### Extracted data ###

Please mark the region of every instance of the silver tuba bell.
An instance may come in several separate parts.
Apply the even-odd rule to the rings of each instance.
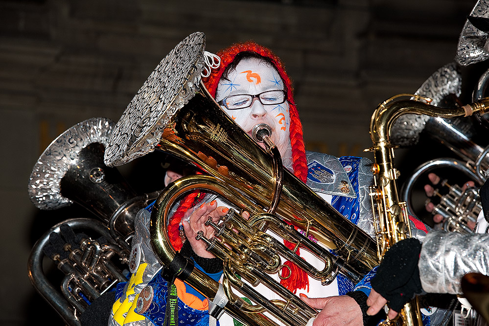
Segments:
[[[104,164],[114,124],[93,118],[70,128],[44,151],[29,180],[29,194],[37,208],[55,210],[75,202],[100,219],[72,218],[55,225],[29,258],[32,284],[70,326],[80,325],[81,314],[104,291],[127,280],[134,218],[158,195],[137,196],[117,169]],[[44,273],[45,256],[64,275],[60,290]]]
[[[474,102],[483,98],[480,90],[485,89],[488,75],[488,73],[484,74],[479,81],[474,93]],[[433,100],[433,105],[441,106],[442,102],[450,95],[454,97],[460,95],[461,83],[461,75],[456,65],[450,64],[433,73],[416,94],[427,96]],[[475,96],[475,94],[478,95]],[[458,105],[456,100],[453,102],[453,106]],[[480,118],[481,116],[476,114],[475,116]],[[466,180],[473,181],[476,186],[463,191],[456,185],[451,186],[447,180],[443,180],[441,186],[447,187],[447,190],[443,192],[440,189],[435,189],[435,194],[440,197],[440,201],[433,214],[440,214],[444,217],[441,226],[443,230],[462,233],[472,232],[472,228],[467,225],[475,224],[482,210],[477,188],[485,181],[485,172],[489,168],[489,147],[484,148],[472,140],[475,131],[468,118],[446,119],[424,115],[406,115],[398,119],[393,127],[393,142],[400,145],[412,145],[417,142],[422,132],[443,144],[460,159],[440,158],[421,164],[403,184],[401,199],[407,203],[410,211],[415,211],[412,194],[421,176],[442,169],[455,170],[465,175]],[[406,137],[406,135],[409,136]]]

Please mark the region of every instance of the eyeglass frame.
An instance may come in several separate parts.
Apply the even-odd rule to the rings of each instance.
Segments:
[[[269,92],[277,92],[278,91],[281,92],[282,93],[283,93],[283,101],[282,102],[280,102],[280,103],[273,103],[273,104],[265,104],[263,103],[263,102],[261,101],[261,99],[260,98],[260,95],[261,95],[262,94],[263,94],[264,93],[267,93]],[[249,95],[249,96],[251,96],[251,102],[250,102],[250,105],[249,106],[245,106],[245,107],[243,107],[243,108],[237,108],[236,109],[230,109],[229,108],[228,108],[227,105],[226,105],[226,102],[224,102],[224,100],[226,98],[227,98],[228,97],[230,97],[231,96],[239,96],[240,95]],[[262,92],[259,94],[255,94],[255,95],[252,94],[235,94],[234,95],[230,95],[227,96],[226,97],[224,97],[222,100],[221,100],[220,101],[219,101],[219,102],[218,102],[217,104],[219,104],[219,105],[221,105],[221,106],[225,107],[228,110],[241,110],[241,109],[247,109],[247,108],[249,108],[250,107],[251,107],[252,105],[253,105],[253,102],[255,101],[255,98],[257,98],[258,100],[259,101],[260,103],[261,103],[262,104],[262,105],[277,105],[278,104],[281,104],[282,103],[285,103],[285,102],[287,101],[287,92],[285,90],[270,90],[269,91],[265,91],[265,92]]]

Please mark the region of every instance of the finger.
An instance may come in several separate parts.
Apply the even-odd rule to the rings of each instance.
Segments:
[[[192,230],[190,223],[186,221],[182,221],[182,225],[184,227],[184,232],[185,232],[185,235],[187,239],[195,237],[195,233]]]
[[[397,315],[397,312],[395,311],[392,309],[389,310],[389,313],[387,314],[387,316],[389,317],[389,319],[392,320],[396,318],[396,316]]]
[[[322,310],[326,304],[331,301],[330,298],[308,298],[305,295],[301,295],[301,299],[311,307]]]
[[[369,297],[367,298],[367,305],[369,307],[372,305],[374,302],[377,301],[377,299],[380,295],[376,291],[372,289],[370,290],[370,294],[369,295]]]
[[[375,291],[373,290],[373,291]],[[376,293],[376,292],[375,292]],[[367,314],[369,316],[373,316],[378,313],[382,309],[382,307],[385,305],[386,303],[387,303],[387,301],[384,299],[380,294],[378,294],[378,296],[374,295],[374,300],[373,300],[371,302],[371,304],[369,308],[367,310]],[[372,293],[371,293],[372,295]]]
[[[435,173],[429,173],[428,174],[428,179],[430,179],[430,181],[433,185],[438,185],[440,180],[440,177]]]
[[[443,222],[443,216],[440,214],[435,214],[433,215],[433,222],[436,223],[441,223]]]
[[[428,197],[432,197],[435,193],[435,188],[429,185],[424,185],[424,192]]]
[[[212,217],[212,220],[215,221],[218,220],[221,216],[224,216],[227,214],[229,211],[229,209],[227,207],[219,206],[209,213],[209,216]]]
[[[431,213],[433,211],[433,210],[435,209],[435,204],[431,202],[430,202],[426,204],[426,206],[425,206],[424,208],[426,209],[426,211],[428,213]],[[440,214],[439,214],[438,215]]]

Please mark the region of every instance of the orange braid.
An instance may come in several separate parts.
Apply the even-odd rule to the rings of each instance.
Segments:
[[[296,229],[297,229],[297,228],[296,228]],[[291,250],[295,247],[295,244],[285,239],[284,239],[283,243]],[[297,248],[296,254],[300,256],[299,248]],[[281,279],[280,283],[294,294],[299,289],[305,290],[306,292],[309,292],[309,278],[307,277],[307,274],[290,260],[286,260],[283,264],[288,267],[290,269],[290,271],[289,272],[287,268],[282,267],[281,277],[287,278]]]
[[[292,104],[290,105],[292,109]],[[294,104],[294,109],[295,104]],[[305,148],[303,138],[302,124],[297,110],[290,112],[290,143],[292,147],[292,162],[294,174],[303,182],[307,178],[307,162],[305,159]]]
[[[170,243],[173,246],[173,248],[177,251],[181,249],[183,245],[179,230],[180,222],[182,222],[182,219],[183,218],[187,210],[200,201],[199,197],[200,193],[198,190],[196,190],[185,196],[180,202],[180,206],[173,214],[173,216],[168,224],[168,235],[170,238]]]

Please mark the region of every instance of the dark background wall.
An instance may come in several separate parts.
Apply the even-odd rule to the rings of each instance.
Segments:
[[[27,257],[50,226],[88,214],[78,207],[34,207],[26,186],[37,159],[79,122],[118,120],[153,69],[188,34],[205,33],[210,52],[248,39],[273,49],[294,81],[308,148],[362,155],[371,145],[369,121],[377,104],[415,92],[453,61],[474,2],[0,0],[0,324],[57,322],[29,283]],[[152,169],[121,170],[130,181],[156,179],[151,186],[158,188],[162,177],[148,172],[161,166]],[[144,185],[135,187],[144,191]]]

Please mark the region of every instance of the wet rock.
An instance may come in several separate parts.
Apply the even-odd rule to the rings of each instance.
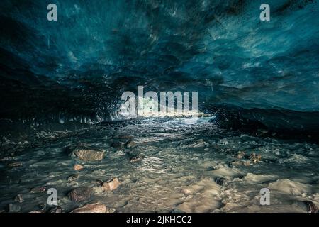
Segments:
[[[92,182],[92,184],[96,187],[101,187],[103,183],[103,182],[99,179],[96,179]]]
[[[13,204],[10,204],[9,205],[9,213],[17,213],[17,212],[20,211],[21,209],[21,208],[20,207],[19,205]]]
[[[60,206],[55,206],[51,208],[49,213],[62,213],[62,208]]]
[[[78,187],[69,192],[68,196],[73,201],[82,202],[90,199],[93,190],[89,187]]]
[[[227,184],[227,179],[224,177],[216,177],[215,178],[215,182],[220,186],[224,186]]]
[[[99,161],[104,158],[105,152],[94,150],[75,149],[72,153],[72,156],[76,156],[84,162]]]
[[[318,208],[311,201],[303,201],[307,208],[308,213],[318,213]]]
[[[208,143],[205,142],[203,140],[200,139],[196,143],[191,145],[190,147],[195,148],[204,148],[206,145],[208,145]]]
[[[23,203],[24,201],[22,194],[18,194],[16,198],[14,198],[14,201],[18,203]]]
[[[138,146],[138,144],[133,140],[130,140],[128,143],[126,144],[126,148],[134,148]]]
[[[82,207],[77,208],[72,213],[111,213],[107,212],[108,208],[101,203],[96,203],[92,204],[87,204]],[[113,212],[112,212],[113,213]]]
[[[255,154],[255,153],[252,153],[250,155],[249,159],[250,160],[250,161],[252,162],[258,162],[262,160],[262,155]]]
[[[237,167],[240,166],[249,166],[250,165],[250,161],[233,161],[229,164],[230,167]]]
[[[47,190],[47,189],[44,187],[34,187],[30,190],[30,193],[40,193],[40,192],[45,192]]]
[[[179,191],[179,193],[184,194],[185,195],[189,195],[189,194],[192,194],[192,192],[190,189],[181,189]]]
[[[116,189],[120,185],[120,182],[118,178],[114,178],[108,182],[104,182],[102,184],[102,188],[104,192],[113,191]]]
[[[243,151],[238,151],[238,153],[235,156],[237,159],[242,159],[245,157],[245,152]]]
[[[130,162],[140,162],[142,161],[142,160],[144,158],[144,155],[143,154],[140,154],[137,156],[133,156],[133,157],[130,157]]]
[[[71,175],[69,177],[67,177],[67,179],[69,182],[74,182],[74,181],[78,179],[79,177],[79,175],[74,174],[74,175]]]
[[[7,165],[7,167],[18,167],[20,166],[22,166],[21,162],[12,162],[12,163],[9,163]]]
[[[77,170],[77,171],[82,170],[84,168],[84,167],[82,166],[82,165],[75,165],[73,167],[73,169],[74,169],[74,170]]]
[[[111,144],[112,148],[116,148],[118,150],[124,149],[125,143],[124,142],[116,141]]]

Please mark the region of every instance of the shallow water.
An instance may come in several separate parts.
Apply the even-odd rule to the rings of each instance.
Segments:
[[[138,146],[113,148],[114,141],[132,136]],[[65,148],[79,143],[106,150],[101,161],[82,162]],[[260,154],[250,165],[230,165],[238,151]],[[140,162],[129,155],[143,154]],[[23,165],[8,167],[9,162]],[[82,171],[73,166],[81,164]],[[319,205],[319,148],[302,141],[263,138],[218,128],[213,118],[186,124],[181,118],[146,119],[91,127],[85,133],[58,138],[50,144],[19,153],[0,162],[0,209],[14,203],[22,212],[45,209],[48,195],[30,189],[57,189],[59,206],[68,212],[79,206],[67,194],[72,189],[94,187],[96,180],[118,177],[121,184],[110,192],[95,194],[86,203],[100,201],[123,212],[306,212],[301,201]],[[68,176],[79,178],[69,182]],[[224,184],[216,182],[225,178]],[[261,206],[259,191],[271,190],[270,205]]]

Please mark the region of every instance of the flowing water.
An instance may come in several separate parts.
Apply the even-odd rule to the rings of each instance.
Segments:
[[[129,140],[136,146],[114,145]],[[68,155],[66,148],[79,143],[105,150],[105,158],[83,162]],[[261,160],[250,160],[252,153]],[[130,161],[138,155],[140,162]],[[10,162],[22,165],[9,167]],[[75,171],[76,164],[84,168]],[[315,143],[225,131],[213,117],[194,124],[182,118],[106,123],[0,162],[0,209],[22,194],[21,211],[45,210],[47,193],[30,193],[45,187],[57,189],[59,206],[68,212],[81,205],[69,199],[71,189],[118,177],[118,189],[96,192],[85,203],[100,201],[123,212],[306,212],[303,201],[319,205],[318,167]],[[67,180],[75,173],[79,179]],[[269,206],[260,205],[262,188],[271,192]]]

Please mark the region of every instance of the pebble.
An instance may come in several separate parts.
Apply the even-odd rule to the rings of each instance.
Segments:
[[[23,203],[24,201],[22,194],[18,194],[16,198],[14,198],[14,201],[18,203]]]

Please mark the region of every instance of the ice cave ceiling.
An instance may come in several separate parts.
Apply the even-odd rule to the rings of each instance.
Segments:
[[[105,114],[138,85],[198,91],[203,108],[319,111],[318,1],[0,4],[1,117]]]

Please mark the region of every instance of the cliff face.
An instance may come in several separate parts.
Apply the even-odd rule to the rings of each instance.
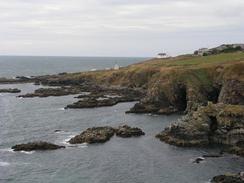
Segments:
[[[170,114],[194,111],[208,101],[244,103],[244,53],[184,55],[152,59],[120,70],[35,78],[47,85],[119,85],[147,91],[128,112]]]
[[[228,145],[233,153],[244,155],[244,106],[208,103],[157,137],[177,146]]]

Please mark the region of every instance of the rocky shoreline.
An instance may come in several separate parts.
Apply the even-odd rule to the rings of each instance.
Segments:
[[[20,93],[21,90],[18,88],[4,88],[0,89],[0,93]]]
[[[27,144],[17,144],[12,147],[14,151],[36,151],[36,150],[44,151],[44,150],[56,150],[62,148],[65,148],[65,146],[59,146],[44,141],[29,142]]]
[[[145,133],[140,128],[130,127],[128,125],[119,126],[118,128],[109,126],[93,127],[86,129],[81,134],[71,138],[68,142],[70,144],[105,143],[109,141],[110,138],[115,134],[116,136],[123,138],[139,137],[145,135]]]
[[[224,151],[244,156],[244,54],[183,55],[152,59],[119,70],[64,73],[38,77],[1,78],[0,83],[49,86],[19,97],[76,96],[68,108],[113,106],[138,101],[126,113],[186,114],[156,135],[182,147],[224,145]],[[55,88],[51,88],[55,86]],[[86,92],[84,94],[83,92]],[[128,126],[94,127],[70,143],[104,143],[114,134],[140,136]]]

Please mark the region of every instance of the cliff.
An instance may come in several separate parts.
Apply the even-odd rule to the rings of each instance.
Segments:
[[[93,83],[146,90],[146,96],[128,111],[134,113],[188,112],[208,101],[243,105],[244,53],[151,59],[120,70],[42,76],[35,80],[46,85]]]

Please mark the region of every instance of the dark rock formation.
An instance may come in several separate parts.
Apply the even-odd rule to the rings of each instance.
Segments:
[[[77,135],[69,140],[71,144],[81,144],[81,143],[104,143],[108,141],[115,133],[112,127],[93,127],[88,128],[80,135]]]
[[[132,128],[127,125],[119,126],[115,133],[117,136],[123,138],[139,137],[141,135],[145,135],[145,133],[140,128]]]
[[[105,107],[105,106],[113,106],[117,103],[118,103],[118,100],[116,100],[116,99],[97,100],[95,98],[85,98],[84,100],[79,100],[78,102],[67,105],[65,107],[65,109]]]
[[[14,151],[56,150],[61,148],[65,147],[43,141],[18,144],[12,147]]]
[[[20,93],[21,90],[18,88],[6,88],[6,89],[0,89],[0,93]]]
[[[244,106],[209,103],[181,119],[156,136],[177,146],[230,146],[230,152],[242,154]]]
[[[198,157],[198,158],[196,158],[196,159],[193,161],[193,163],[196,163],[196,164],[201,163],[204,159],[205,159],[205,158],[203,158],[203,157]]]
[[[215,176],[211,183],[244,183],[243,173]]]
[[[244,82],[227,80],[223,83],[218,102],[233,105],[244,105]]]
[[[59,88],[39,88],[34,93],[27,93],[19,95],[18,97],[32,98],[32,97],[49,97],[49,96],[64,96],[74,95],[80,92],[77,87],[59,87]]]
[[[99,92],[79,95],[78,102],[67,105],[67,108],[94,108],[113,106],[121,102],[138,101],[143,96],[143,91],[130,88],[103,88]]]

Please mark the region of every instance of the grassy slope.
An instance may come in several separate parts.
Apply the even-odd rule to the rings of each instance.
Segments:
[[[182,55],[168,59],[151,59],[119,70],[73,73],[65,77],[69,79],[88,77],[98,83],[136,87],[148,87],[151,83],[168,80],[208,87],[212,85],[213,77],[223,69],[224,77],[244,80],[244,52],[204,57]]]

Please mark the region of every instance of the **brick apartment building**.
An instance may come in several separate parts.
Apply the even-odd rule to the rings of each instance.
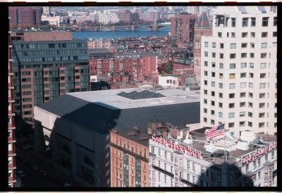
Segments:
[[[100,58],[90,55],[90,73],[98,77],[106,77],[109,82],[121,81],[123,76],[142,82],[152,79],[153,73],[157,72],[157,54],[152,52],[116,54]]]
[[[110,131],[111,187],[149,187],[146,130]]]
[[[13,75],[11,65],[11,31],[8,33],[8,187],[13,187],[16,184],[16,138],[15,123],[13,113]]]
[[[194,40],[194,74],[198,82],[201,82],[201,38],[202,36],[212,36],[212,27],[205,12],[202,13],[199,23],[195,27]]]
[[[42,12],[42,7],[10,6],[8,8],[8,15],[11,18],[10,27],[18,25],[40,25]]]
[[[45,33],[45,39],[53,39],[52,32]],[[25,37],[32,41],[12,41],[14,111],[25,123],[33,124],[34,106],[66,92],[90,90],[88,54],[86,41]]]
[[[171,36],[183,42],[194,42],[194,28],[197,21],[195,14],[180,13],[171,18]]]

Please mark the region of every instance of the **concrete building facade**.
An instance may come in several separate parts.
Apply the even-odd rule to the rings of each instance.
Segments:
[[[201,124],[277,133],[275,6],[219,7],[202,37]],[[228,15],[224,13],[228,13]]]
[[[11,41],[11,31],[8,32],[8,187],[13,187],[16,185],[16,137],[15,137],[15,121],[13,104],[15,101],[13,97],[14,89],[13,84],[12,60],[11,60],[12,44]]]
[[[39,25],[42,12],[42,7],[10,6],[8,8],[8,14],[11,18],[10,25],[11,27],[18,25]]]
[[[138,127],[141,134],[145,133],[152,118],[179,127],[197,123],[199,98],[199,92],[178,89],[65,94],[35,106],[35,151],[51,159],[58,173],[78,185],[148,186],[148,140],[140,140],[138,135],[128,136],[128,132]],[[128,167],[123,168],[124,161]]]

###

* Required task *
Lay out the material from the line containing "Please mark the region of every instance of the **brick" through the end of the material, inclusive, as a Markdown table with the columns "Entry" and "Text", one line per row. Omit blank lines and the pictures.

* Solution for this task *
| Entry | Text |
|---|---|
| 1 | Please mark the region of every instance of the **brick apartment building**. |
| 2 | An instance may come in several separate parts. |
| 3 | Apply the even-odd rule to the rings of each instance. |
| 4 | Segments: |
| 5 | [[[100,58],[90,55],[90,73],[98,77],[106,77],[109,82],[121,81],[123,76],[142,82],[152,79],[153,73],[157,72],[157,54],[152,52],[116,54]]] |
| 6 | [[[110,131],[111,187],[149,187],[146,130]]] |
| 7 | [[[13,75],[11,65],[11,31],[8,33],[8,187],[13,187],[16,184],[16,138],[15,123],[13,113]]] |
| 8 | [[[194,40],[194,74],[198,82],[201,82],[201,38],[202,36],[212,36],[212,27],[205,12],[202,13],[199,23],[195,27]]] |
| 9 | [[[42,12],[42,7],[10,6],[8,8],[8,15],[11,18],[10,27],[18,25],[40,25]]] |
| 10 | [[[45,33],[45,39],[53,39],[52,32]],[[25,37],[32,41],[12,41],[14,111],[25,123],[33,124],[34,106],[66,92],[90,90],[88,54],[86,41]]] |
| 11 | [[[171,36],[183,42],[194,42],[194,28],[197,21],[195,14],[180,13],[171,18]]] |
| 12 | Please mark the region of every instance of the **concrete building facade**. |
| 13 | An instance may come in several separate parts. |
| 14 | Apply the even-odd rule to the rings of each instance. |
| 15 | Segments: |
| 16 | [[[201,124],[277,133],[275,6],[219,7],[202,37]],[[228,15],[224,13],[228,13]]] |
| 17 | [[[11,41],[11,31],[8,32],[8,187],[13,187],[16,185],[16,137],[15,137],[15,121],[13,104],[15,101],[13,97],[14,89],[13,84],[12,60],[11,60],[12,44]]] |
| 18 | [[[39,25],[42,12],[42,7],[10,6],[8,8],[8,14],[11,18],[10,25],[11,27],[18,25]]] |
| 19 | [[[138,127],[141,134],[145,133],[152,118],[179,127],[197,123],[199,98],[199,92],[178,89],[65,94],[35,106],[35,151],[51,159],[58,173],[78,185],[148,186],[148,140],[140,140],[138,135],[128,136],[128,132]],[[128,167],[123,168],[124,161]]] |